About this task:
From the line below that contains "Target: wooden sign post" to the line that contains "[indicate] one point per instance, sample <point>63,452</point>.", repeat every line exactly, both ends included, and nothing else.

Data to process:
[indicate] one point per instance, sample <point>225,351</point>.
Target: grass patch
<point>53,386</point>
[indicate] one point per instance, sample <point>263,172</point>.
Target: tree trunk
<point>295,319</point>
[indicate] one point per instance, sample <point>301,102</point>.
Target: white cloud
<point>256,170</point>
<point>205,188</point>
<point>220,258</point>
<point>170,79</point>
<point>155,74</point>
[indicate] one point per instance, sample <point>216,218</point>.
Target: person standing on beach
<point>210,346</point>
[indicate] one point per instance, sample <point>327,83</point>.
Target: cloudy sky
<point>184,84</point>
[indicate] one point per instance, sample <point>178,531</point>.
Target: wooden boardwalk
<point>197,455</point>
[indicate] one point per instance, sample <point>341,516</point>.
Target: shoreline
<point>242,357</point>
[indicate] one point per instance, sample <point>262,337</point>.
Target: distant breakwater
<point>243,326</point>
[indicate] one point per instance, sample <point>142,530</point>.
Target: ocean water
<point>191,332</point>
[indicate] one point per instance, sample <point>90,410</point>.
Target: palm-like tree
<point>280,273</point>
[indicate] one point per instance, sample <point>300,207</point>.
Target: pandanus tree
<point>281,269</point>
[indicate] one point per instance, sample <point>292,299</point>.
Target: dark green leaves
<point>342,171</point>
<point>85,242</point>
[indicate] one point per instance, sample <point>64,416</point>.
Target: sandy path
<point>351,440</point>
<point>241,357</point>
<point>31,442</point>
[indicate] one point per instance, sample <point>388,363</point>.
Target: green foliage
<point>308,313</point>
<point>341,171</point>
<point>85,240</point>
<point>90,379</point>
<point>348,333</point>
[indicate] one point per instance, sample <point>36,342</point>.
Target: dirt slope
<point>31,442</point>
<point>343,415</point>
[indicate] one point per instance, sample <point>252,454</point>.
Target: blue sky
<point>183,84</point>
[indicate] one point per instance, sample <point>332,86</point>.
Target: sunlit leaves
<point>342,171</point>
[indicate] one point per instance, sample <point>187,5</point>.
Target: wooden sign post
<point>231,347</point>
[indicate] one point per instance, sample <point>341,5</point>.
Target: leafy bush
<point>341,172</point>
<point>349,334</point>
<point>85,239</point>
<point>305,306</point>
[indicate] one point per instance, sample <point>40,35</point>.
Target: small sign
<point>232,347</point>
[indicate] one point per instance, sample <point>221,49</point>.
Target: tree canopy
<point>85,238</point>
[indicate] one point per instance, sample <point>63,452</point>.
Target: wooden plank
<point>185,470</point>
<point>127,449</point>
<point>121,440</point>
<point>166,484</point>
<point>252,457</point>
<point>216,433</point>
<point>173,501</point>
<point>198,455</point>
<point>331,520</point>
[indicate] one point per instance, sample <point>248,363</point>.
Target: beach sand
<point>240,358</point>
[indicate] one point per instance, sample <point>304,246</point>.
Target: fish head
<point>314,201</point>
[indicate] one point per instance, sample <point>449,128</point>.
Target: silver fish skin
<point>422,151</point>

Result:
Target: wooden sign post
<point>231,347</point>
[indicate] one point per instance, sample <point>341,5</point>.
Target: leafy bush
<point>341,172</point>
<point>349,334</point>
<point>85,239</point>
<point>305,306</point>
[indicate] one point per instance, sample <point>40,35</point>.
Target: small sign
<point>232,347</point>
[indicate] one point per instance, sample <point>221,49</point>.
Target: tree canopy
<point>85,238</point>
[indicate] one point per instance, sample <point>63,452</point>.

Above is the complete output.